* **REQUIREMENT 1**: Reproduce word for word the stretch from "The Scientific Pioneer: Dr" through "but its inventors." in the excerpt on Zimbabwean women innovators.
* **REQUIREMENT 2**: According to the excerpt on Zimbabwean women innovators, why do men and the systems they lead avoid the "informed woman"? Answer in one to three sentences.

When captured and sentenced to death, she didn’t beg for mercy; she issued a prophecy that would haunt an empire for eighty years: “Mapfupa angu achamuka” (My bones shall rise). This wasn’t just a threat; it was a psychological weapon that fuelled the Second Chimurenga decades later.

The Scientific Pioneer: Dr Olivia Mugumbate

In the realm of modern innovation, Dr Olivia Mugumbate invented a low-cost ceramic water filter made from clay and sawdust.

This isn’t just a gadget; it’s a life-saving machine that provides clean water to thousands across Africa.

Using deep intelligence to solve the most basic of human needs, she proved that Zimbabwean women are not just consumers of technology, but its inventors.

The Legal Architect: Justice Vernanda Ziyambi

In the world of law, Justice Ziyambi “invented” a new judicial culture as the first woman on Zimbabwe’s Supreme Court. She was a primary architect in dismantling the “Customary Gap,” proving that the law is not a static male instrument but a living, breathing guardian for all.

We must also remember the thousands of women who served as Chimbwidos — the intelligence officers, the logisticians and the tactical anchors of the liberation struggle.

Without their invisible labour, the liberation of Zimbabwe would have remained a dream. These women didn’t just fight for a flag; they fought for the right to be seen as full citizens under Section 56.

The Unsung Inventors:

Innovation in Zimbabwe has a female face that is often omitted from the textbooks.

In Law and Policy: Women like the late Justice Vernanda Ziyambi, the first woman to be appointed to the Supreme Court of Zimbabwe, “invented” a new judicial culture. She blazed a trail for gender-sensitive jurisprudence, proving that the law is not a static male instrument but a living, breathing guardian for all.

In Science and Agriculture: Across rural Zimbabwe, female farmers have invented localised irrigation techniques and seed-preservation methods that have kept communities alive during droughts. These are the machines of survival — organic, ingenious and undocumented.

In Community Devices: Consider the “social inventions” of women’s savings clubs (mukando).

Long before formal microfinance existed, Zimbabwean women invented a communal banking system that bypassed the exclusionary “boys’ club” of formal banks.

This was an invention of economic agency that predates modern fintech.

In many cultures, men — and the systems they lead — avoid the “informed woman” because rights are inconvenient for those accustomed to unearned privilege.

By labelling a woman’s demand for equality as “un-African,” gatekeepers use culture as a weapon to protect the status quo by male supremacists.

* **Collection items**:
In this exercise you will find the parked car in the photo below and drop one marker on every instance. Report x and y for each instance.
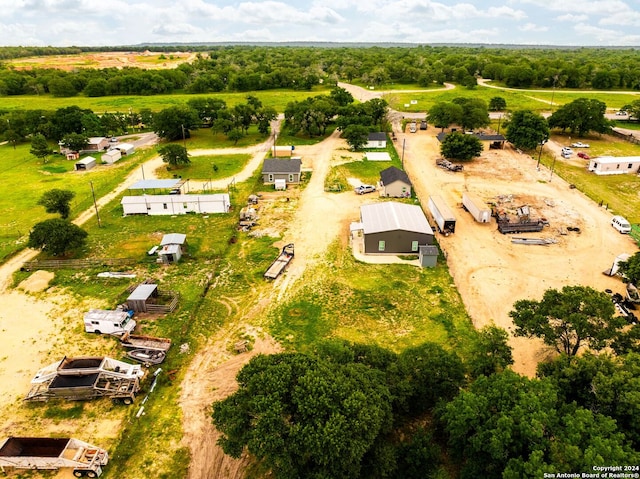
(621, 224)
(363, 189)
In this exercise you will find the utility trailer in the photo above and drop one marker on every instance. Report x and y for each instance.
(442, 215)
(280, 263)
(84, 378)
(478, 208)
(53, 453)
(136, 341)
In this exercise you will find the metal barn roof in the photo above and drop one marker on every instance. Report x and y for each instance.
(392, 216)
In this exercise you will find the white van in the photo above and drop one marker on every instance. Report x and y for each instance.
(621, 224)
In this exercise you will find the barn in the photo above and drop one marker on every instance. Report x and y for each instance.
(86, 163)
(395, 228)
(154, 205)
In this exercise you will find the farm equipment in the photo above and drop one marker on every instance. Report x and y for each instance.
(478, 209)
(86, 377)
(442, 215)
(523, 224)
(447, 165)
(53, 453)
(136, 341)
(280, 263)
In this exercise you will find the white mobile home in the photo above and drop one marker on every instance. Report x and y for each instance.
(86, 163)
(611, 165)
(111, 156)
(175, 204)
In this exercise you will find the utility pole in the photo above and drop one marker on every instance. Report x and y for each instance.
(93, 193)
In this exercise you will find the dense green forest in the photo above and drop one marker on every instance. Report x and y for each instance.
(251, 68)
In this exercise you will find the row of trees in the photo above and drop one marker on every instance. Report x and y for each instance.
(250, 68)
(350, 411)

* **TASK RESULT 1**:
The Scientific Pioneer: Dr Olivia Mugumbate

In the realm of modern innovation, Dr Olivia Mugumbate invented a low-cost ceramic water filter made from clay and sawdust.

This isn’t just a gadget; it’s a life-saving machine that provides clean water to thousands across Africa.

Using deep intelligence to solve the most basic of human needs, she proved that Zimbabwean women are not just consumers of technology, but its inventors.

* **TASK RESULT 2**: They avoid her because rights are inconvenient for those accustomed to unearned privilege.